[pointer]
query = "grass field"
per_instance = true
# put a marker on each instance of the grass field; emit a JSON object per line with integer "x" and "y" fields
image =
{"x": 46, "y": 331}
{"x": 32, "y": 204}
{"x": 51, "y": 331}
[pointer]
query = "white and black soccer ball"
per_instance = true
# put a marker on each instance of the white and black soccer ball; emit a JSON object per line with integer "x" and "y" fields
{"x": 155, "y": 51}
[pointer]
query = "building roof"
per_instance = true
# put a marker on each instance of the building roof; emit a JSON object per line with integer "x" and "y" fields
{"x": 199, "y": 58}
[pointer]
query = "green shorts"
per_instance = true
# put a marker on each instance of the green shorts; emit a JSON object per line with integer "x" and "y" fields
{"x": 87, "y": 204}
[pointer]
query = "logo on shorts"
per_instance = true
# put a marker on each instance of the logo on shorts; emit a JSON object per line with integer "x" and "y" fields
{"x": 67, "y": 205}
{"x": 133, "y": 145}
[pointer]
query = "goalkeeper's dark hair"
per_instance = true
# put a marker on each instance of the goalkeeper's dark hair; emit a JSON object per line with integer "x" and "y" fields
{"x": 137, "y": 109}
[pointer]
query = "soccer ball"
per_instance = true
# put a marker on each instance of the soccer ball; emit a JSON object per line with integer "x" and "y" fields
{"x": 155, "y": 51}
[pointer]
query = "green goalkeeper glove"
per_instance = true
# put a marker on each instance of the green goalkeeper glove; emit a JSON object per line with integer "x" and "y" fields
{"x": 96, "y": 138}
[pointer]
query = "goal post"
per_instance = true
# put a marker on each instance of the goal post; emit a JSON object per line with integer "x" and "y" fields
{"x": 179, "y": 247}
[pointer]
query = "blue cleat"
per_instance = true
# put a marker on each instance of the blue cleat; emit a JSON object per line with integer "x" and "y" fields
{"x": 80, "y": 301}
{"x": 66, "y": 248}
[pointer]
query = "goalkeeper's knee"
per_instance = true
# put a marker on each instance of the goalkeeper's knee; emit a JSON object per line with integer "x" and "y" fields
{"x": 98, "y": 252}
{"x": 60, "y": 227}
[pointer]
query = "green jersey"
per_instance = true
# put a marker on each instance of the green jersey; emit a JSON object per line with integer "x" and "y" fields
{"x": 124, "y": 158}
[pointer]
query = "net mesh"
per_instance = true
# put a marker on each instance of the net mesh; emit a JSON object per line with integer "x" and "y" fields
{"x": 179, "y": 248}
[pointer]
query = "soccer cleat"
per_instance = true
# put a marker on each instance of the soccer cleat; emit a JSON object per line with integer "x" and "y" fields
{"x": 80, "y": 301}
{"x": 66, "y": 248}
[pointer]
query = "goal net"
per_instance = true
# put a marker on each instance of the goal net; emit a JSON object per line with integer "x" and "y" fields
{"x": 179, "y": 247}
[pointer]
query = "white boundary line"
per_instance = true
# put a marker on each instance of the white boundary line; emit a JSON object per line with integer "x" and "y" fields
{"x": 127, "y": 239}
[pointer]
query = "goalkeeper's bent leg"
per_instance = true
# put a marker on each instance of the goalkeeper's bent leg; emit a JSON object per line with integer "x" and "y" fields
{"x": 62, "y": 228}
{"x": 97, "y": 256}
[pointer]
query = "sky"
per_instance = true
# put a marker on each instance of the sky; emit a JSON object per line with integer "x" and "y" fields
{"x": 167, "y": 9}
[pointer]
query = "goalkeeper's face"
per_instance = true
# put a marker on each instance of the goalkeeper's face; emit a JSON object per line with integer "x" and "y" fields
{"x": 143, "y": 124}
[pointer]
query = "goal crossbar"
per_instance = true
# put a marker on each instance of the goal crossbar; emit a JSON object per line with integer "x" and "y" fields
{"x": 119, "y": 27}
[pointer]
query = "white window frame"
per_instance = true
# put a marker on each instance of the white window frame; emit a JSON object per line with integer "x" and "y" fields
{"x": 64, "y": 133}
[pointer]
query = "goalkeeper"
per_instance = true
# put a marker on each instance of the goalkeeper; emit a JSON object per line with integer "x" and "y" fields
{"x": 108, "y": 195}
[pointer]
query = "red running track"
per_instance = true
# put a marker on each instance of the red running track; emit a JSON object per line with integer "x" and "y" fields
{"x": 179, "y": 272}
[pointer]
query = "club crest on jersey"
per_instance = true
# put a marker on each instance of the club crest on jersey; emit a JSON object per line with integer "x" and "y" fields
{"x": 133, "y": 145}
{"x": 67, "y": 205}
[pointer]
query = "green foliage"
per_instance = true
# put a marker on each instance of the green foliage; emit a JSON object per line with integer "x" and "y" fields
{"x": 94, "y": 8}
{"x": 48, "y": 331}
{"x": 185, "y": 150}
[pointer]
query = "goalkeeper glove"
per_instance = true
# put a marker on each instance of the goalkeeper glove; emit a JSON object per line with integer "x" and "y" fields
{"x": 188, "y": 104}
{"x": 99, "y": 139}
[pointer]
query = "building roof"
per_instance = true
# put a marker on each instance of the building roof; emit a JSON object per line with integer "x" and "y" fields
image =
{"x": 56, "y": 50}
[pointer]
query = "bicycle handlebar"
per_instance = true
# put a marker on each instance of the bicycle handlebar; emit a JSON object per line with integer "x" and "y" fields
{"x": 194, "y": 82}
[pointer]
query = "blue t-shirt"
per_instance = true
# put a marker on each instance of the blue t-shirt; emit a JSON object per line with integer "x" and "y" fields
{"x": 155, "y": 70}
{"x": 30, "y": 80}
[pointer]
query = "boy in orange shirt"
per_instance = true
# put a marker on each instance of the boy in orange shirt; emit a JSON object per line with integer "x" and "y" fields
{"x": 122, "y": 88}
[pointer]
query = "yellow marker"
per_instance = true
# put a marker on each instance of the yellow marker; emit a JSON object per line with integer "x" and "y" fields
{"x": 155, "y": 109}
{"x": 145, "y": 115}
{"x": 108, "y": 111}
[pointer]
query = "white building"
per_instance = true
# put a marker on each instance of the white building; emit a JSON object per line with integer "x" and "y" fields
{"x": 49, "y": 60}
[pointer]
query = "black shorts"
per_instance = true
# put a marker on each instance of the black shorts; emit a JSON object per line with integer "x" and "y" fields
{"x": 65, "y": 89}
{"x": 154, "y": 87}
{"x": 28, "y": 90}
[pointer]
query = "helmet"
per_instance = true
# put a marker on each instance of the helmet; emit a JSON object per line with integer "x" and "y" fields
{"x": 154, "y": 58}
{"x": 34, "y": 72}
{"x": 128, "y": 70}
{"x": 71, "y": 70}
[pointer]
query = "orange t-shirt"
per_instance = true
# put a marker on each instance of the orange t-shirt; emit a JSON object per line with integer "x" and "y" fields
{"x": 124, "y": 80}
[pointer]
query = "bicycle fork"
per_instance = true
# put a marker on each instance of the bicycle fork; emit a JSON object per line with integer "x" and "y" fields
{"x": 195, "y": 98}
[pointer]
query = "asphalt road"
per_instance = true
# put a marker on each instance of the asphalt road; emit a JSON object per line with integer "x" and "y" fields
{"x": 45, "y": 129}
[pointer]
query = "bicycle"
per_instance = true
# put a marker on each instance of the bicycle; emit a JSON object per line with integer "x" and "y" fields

§ **EXERCISE GOAL**
Please reproduce the records above in their entirety, exactly as given.

§ **SOLUTION BELOW**
[pointer]
query = "grass field"
per_instance = true
# put a marker on each instance of the grass field; emit a JSON object per line with integer "x" and "y" fields
image =
{"x": 46, "y": 331}
{"x": 32, "y": 204}
{"x": 51, "y": 331}
[pointer]
query = "white and black soccer ball"
per_instance = true
# put a marker on each instance of the white and black soccer ball; emit a JSON object per line with integer "x" and "y" fields
{"x": 155, "y": 51}
[pointer]
query = "building roof"
per_instance = true
# put a marker on each instance of the building roof; emit a JSON object per line with integer "x" and "y" fields
{"x": 199, "y": 58}
[pointer]
query = "green shorts"
per_instance = true
# put a marker on each instance of the green shorts; emit a JSON object per line with integer "x" and "y" fields
{"x": 87, "y": 204}
[pointer]
query = "logo on shorts"
per_instance = true
# put a marker on each instance of the logo on shorts; emit a JSON object per line with integer "x" and "y" fields
{"x": 67, "y": 205}
{"x": 133, "y": 145}
[pointer]
query = "goalkeeper's dark hair"
per_instance = true
# put a marker on each instance of the goalkeeper's dark hair; emit a JSON object per line with integer "x" and "y" fields
{"x": 137, "y": 109}
[pointer]
query = "soccer ball"
per_instance = true
# put a marker on each instance of the soccer ball; emit a JSON object per line with integer "x" and "y" fields
{"x": 155, "y": 51}
[pointer]
query = "green goalkeeper glove"
per_instance = true
# put a marker on each instance of the green goalkeeper glove; emit a JSON object per line with integer "x" and "y" fields
{"x": 96, "y": 138}
[pointer]
query = "goal post"
per_instance = true
# put a marker on each instance of the goal post; emit a JSON object per line with integer "x" and "y" fields
{"x": 179, "y": 247}
[pointer]
query = "blue cleat"
per_instance = true
# put a marker on each instance of the blue cleat; emit a JSON object per line with integer "x" and "y" fields
{"x": 80, "y": 301}
{"x": 66, "y": 248}
[pointer]
query = "goalkeeper's knee"
per_instance = true
# put a marker on each instance of the goalkeeper's knee; emit a JSON object per line with integer "x" and "y" fields
{"x": 98, "y": 252}
{"x": 60, "y": 227}
[pointer]
query = "green jersey"
per_instance = true
# put a marker on each instance of the green jersey; emit a JSON object per line with integer "x" and "y" fields
{"x": 124, "y": 158}
[pointer]
query = "net mesh"
per_instance = true
# put a marker on each instance of the net mesh; emit a JSON object per line with integer "x" and "y" fields
{"x": 179, "y": 248}
[pointer]
query = "soccer cleat"
per_instance = true
# put a marker on each instance of the soccer cleat; emit a JSON object per line with integer "x" and "y" fields
{"x": 80, "y": 301}
{"x": 66, "y": 248}
[pointer]
query = "goal net"
per_instance = true
# put a marker on each instance of the goal net; emit a JSON object per line with integer "x" and "y" fields
{"x": 179, "y": 247}
[pointer]
query = "white boundary line"
per_instance = true
# put a marker on each instance of the white boundary line; emit a JSON object per line with integer "x" and "y" fields
{"x": 127, "y": 239}
[pointer]
query = "goalkeeper's bent leg"
per_instance = true
# put a marker on each instance of the goalkeeper's bent leg; emit a JSON object per line with integer "x" and "y" fields
{"x": 62, "y": 228}
{"x": 97, "y": 256}
[pointer]
query = "sky"
per_instance = true
# put a marker on each instance of the sky; emit a JSON object per line with integer "x" and "y" fields
{"x": 167, "y": 9}
[pointer]
query = "goalkeeper's face"
per_instance = true
# put a marker on each instance of the goalkeeper's face; emit a JSON object per line with integer "x" and "y" fields
{"x": 143, "y": 124}
[pointer]
query = "goal crossbar"
per_instance = true
# put a marker on each instance of the goal crossbar; emit a JSON object per line with integer "x" and "y" fields
{"x": 119, "y": 27}
[pointer]
query = "white window frame"
per_instance = true
# put a marker on each instance of the white window frame; emit a JSON object per line with integer "x" and "y" fields
{"x": 64, "y": 133}
[pointer]
query = "goalkeeper"
per_instance = true
# put a marker on each instance of the goalkeeper; emit a JSON object per line with integer "x" and "y" fields
{"x": 108, "y": 195}
[pointer]
query = "red running track"
per_instance = true
# put a marker on each instance of the red running track; emit a JSON object per line with integer "x" and "y" fields
{"x": 179, "y": 272}
[pointer]
query = "club crest on jersey"
per_instance = true
# put a marker on each instance of the club crest on jersey; emit a JSON object per line with integer "x" and "y" fields
{"x": 133, "y": 145}
{"x": 67, "y": 205}
[pointer]
query = "green foliage"
per_instance = true
# put a marker on each instance of the green foliage; emit a JSON object per line with integer "x" and "y" fields
{"x": 94, "y": 8}
{"x": 48, "y": 331}
{"x": 185, "y": 150}
[pointer]
query = "goalkeeper glove"
per_instance = true
# put a marker on each instance of the goalkeeper glove; emit a JSON object per line with integer "x" and "y" fields
{"x": 188, "y": 104}
{"x": 99, "y": 139}
[pointer]
query = "building roof"
per_instance = true
# put a marker on each instance of the building roof; emit a JSON object per line with integer "x" and "y" fields
image =
{"x": 56, "y": 50}
[pointer]
query = "bicycle handlebar"
per_instance = true
# put a marker on each instance of the bicycle handlebar; emit a JSON object per line with integer "x" and "y" fields
{"x": 194, "y": 82}
[pointer]
query = "blue t-shirt"
per_instance = true
# put a marker on each instance of the blue t-shirt; emit a JSON object per line with integer "x" and "y" fields
{"x": 155, "y": 70}
{"x": 30, "y": 80}
[pointer]
query = "boy in orange shirt"
per_instance = true
# put a marker on each instance of the boy in orange shirt; emit a JSON object per line with integer "x" and "y" fields
{"x": 122, "y": 88}
[pointer]
query = "yellow marker"
per_instance = true
# put a marker on each instance of the yellow marker; emit a JSON object per line with integer "x" and "y" fields
{"x": 155, "y": 109}
{"x": 145, "y": 115}
{"x": 108, "y": 111}
[pointer]
query = "white building"
per_instance = true
# put a marker on each instance of the white building; emit a JSON object per line with integer "x" and "y" fields
{"x": 49, "y": 60}
[pointer]
query = "black shorts"
per_instance = true
# put a marker on each instance of the black shorts; emit a JSON object per line with integer "x" and "y" fields
{"x": 65, "y": 89}
{"x": 154, "y": 87}
{"x": 28, "y": 90}
[pointer]
query = "helmet"
per_instance = true
# put a marker on each instance of the helmet; emit a JSON object per line with integer "x" and "y" fields
{"x": 154, "y": 58}
{"x": 34, "y": 72}
{"x": 128, "y": 70}
{"x": 71, "y": 70}
[pointer]
query = "orange t-shirt"
per_instance = true
# put a marker on each instance of the orange t-shirt; emit a JSON object per line with integer "x" and "y" fields
{"x": 124, "y": 80}
[pointer]
query = "bicycle fork"
per_instance = true
# put a marker on each instance of the bicycle fork; emit a JSON object per line with integer "x" and "y" fields
{"x": 195, "y": 98}
[pointer]
query = "asphalt road"
per_instance = true
# put a marker on each instance of the asphalt road; emit a JSON object per line with integer "x" and "y" fields
{"x": 45, "y": 129}
[pointer]
query = "bicycle"
per_instance = true
# put a marker on each instance of the bicycle; emit a JSON object per line with integer "x" and "y" fields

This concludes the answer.